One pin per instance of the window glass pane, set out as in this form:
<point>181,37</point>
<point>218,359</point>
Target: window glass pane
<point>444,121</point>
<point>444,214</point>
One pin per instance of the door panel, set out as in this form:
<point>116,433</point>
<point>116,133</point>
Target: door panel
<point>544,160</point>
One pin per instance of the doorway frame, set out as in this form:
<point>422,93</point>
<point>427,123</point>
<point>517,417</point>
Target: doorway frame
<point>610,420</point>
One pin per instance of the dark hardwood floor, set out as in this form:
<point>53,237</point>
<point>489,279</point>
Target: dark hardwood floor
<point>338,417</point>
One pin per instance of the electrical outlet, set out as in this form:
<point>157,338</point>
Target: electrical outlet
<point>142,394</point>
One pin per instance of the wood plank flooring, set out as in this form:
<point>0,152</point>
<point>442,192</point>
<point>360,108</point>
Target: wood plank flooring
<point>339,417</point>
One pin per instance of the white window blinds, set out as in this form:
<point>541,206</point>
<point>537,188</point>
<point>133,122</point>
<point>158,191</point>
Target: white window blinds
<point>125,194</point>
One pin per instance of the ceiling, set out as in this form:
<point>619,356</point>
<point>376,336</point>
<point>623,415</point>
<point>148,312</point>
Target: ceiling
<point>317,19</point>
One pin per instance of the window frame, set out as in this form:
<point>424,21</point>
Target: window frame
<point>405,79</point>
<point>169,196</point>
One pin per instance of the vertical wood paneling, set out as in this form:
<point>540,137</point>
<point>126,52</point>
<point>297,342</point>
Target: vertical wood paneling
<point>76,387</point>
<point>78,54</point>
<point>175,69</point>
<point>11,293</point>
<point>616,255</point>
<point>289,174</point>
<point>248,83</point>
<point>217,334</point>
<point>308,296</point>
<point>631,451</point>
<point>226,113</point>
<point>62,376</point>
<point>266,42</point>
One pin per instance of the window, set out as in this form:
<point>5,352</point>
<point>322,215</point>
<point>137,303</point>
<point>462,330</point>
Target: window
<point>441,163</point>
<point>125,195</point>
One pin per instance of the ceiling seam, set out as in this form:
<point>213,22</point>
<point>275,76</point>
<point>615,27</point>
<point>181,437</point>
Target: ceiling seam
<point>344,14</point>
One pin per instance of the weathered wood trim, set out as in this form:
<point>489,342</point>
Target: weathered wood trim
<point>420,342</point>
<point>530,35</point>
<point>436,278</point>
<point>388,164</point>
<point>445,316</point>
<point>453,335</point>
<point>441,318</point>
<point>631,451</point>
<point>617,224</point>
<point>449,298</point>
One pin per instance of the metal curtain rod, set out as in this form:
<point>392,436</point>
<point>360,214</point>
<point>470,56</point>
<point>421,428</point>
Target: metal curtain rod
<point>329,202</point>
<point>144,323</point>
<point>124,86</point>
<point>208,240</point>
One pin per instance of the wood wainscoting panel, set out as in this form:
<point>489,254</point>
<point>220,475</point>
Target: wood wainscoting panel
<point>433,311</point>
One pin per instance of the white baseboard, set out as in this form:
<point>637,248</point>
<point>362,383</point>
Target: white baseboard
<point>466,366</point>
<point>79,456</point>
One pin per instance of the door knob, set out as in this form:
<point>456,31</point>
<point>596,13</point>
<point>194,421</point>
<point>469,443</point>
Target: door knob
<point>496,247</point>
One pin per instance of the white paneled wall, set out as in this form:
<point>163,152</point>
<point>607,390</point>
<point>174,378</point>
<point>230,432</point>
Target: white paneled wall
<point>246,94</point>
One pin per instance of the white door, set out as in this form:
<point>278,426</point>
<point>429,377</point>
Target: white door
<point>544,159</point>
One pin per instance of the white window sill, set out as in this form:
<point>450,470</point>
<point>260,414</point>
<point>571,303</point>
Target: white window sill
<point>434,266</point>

● **Your assignment**: Each entry above is to be printed again exactly.

● **Answer**:
One pin per instance of the window glass pane, set out as in this form:
<point>181,37</point>
<point>218,359</point>
Target: window glass pane
<point>444,121</point>
<point>444,214</point>
One pin per instance of the door panel, set out as in this form:
<point>116,433</point>
<point>116,133</point>
Target: door panel
<point>544,160</point>
One pin per instance of the doorway frame, set out as in this form:
<point>422,93</point>
<point>427,123</point>
<point>517,417</point>
Target: doorway frame
<point>610,420</point>
One pin per instance of the dark hardwood floor, set out as in this form:
<point>53,237</point>
<point>489,279</point>
Target: dark hardwood floor
<point>338,417</point>
One pin per instance of the electrical outlet, set out as in this form:
<point>157,338</point>
Target: electrical outlet
<point>142,394</point>
One pin per instance of the wood plank flooring, set out as in this form:
<point>0,152</point>
<point>442,192</point>
<point>360,108</point>
Target: wood plank flooring
<point>339,417</point>
One pin per instance of the white window blinds, set out as in this form:
<point>541,206</point>
<point>537,188</point>
<point>133,122</point>
<point>158,191</point>
Target: white window blinds
<point>125,194</point>
One pin per instance of the ceiling, set out as in this form:
<point>619,356</point>
<point>376,336</point>
<point>623,415</point>
<point>148,312</point>
Target: ceiling
<point>317,19</point>
One pin per instance of the window frame, set out as in this form:
<point>424,21</point>
Target: window frame
<point>405,79</point>
<point>169,196</point>
One pin per instance of the vertical wood paneling, set out as in this form:
<point>540,137</point>
<point>126,52</point>
<point>297,342</point>
Target: vertical wood paneling
<point>76,387</point>
<point>78,54</point>
<point>175,69</point>
<point>11,293</point>
<point>616,255</point>
<point>289,174</point>
<point>248,83</point>
<point>217,334</point>
<point>308,296</point>
<point>631,451</point>
<point>226,113</point>
<point>62,376</point>
<point>266,42</point>
One pin per instance of the window, set out as in this form:
<point>5,352</point>
<point>322,215</point>
<point>137,303</point>
<point>462,330</point>
Target: window
<point>441,163</point>
<point>125,195</point>
One pin per instance of the ceiling seam, set out as in this form:
<point>213,22</point>
<point>275,76</point>
<point>615,27</point>
<point>181,437</point>
Target: ceiling seam
<point>344,14</point>
One pin per instance of the weathered wood trim, set out as in this form:
<point>489,342</point>
Target: weathered wood trim
<point>420,342</point>
<point>530,35</point>
<point>436,278</point>
<point>388,164</point>
<point>445,316</point>
<point>453,335</point>
<point>441,318</point>
<point>631,451</point>
<point>617,224</point>
<point>449,298</point>
One pin per instance of the metal curtain rod, set out as in this form:
<point>392,436</point>
<point>360,214</point>
<point>470,56</point>
<point>421,428</point>
Target: metal curtain rod
<point>329,202</point>
<point>144,323</point>
<point>124,86</point>
<point>208,240</point>
One pin per instance of the wood wainscoting panel, set out as in this form:
<point>489,254</point>
<point>220,475</point>
Target: wood wainscoting panel
<point>433,311</point>
One pin per instance of the white baseboard, set out as in this form:
<point>637,248</point>
<point>362,383</point>
Target: white baseboard
<point>466,366</point>
<point>79,456</point>
One pin per instance of the door knob, set out as in this form:
<point>456,31</point>
<point>596,13</point>
<point>194,421</point>
<point>469,443</point>
Target: door knob
<point>496,247</point>
One pin per instance of the white paneled wall, set out as in this form:
<point>163,152</point>
<point>607,390</point>
<point>174,378</point>
<point>230,432</point>
Target: white paneled wall
<point>246,94</point>
One pin per instance of the white door, set out as in this form:
<point>278,426</point>
<point>429,377</point>
Target: white door
<point>544,159</point>
One pin per instance of the white window sill, set out as in this form:
<point>450,470</point>
<point>260,414</point>
<point>571,303</point>
Target: white window sill
<point>434,266</point>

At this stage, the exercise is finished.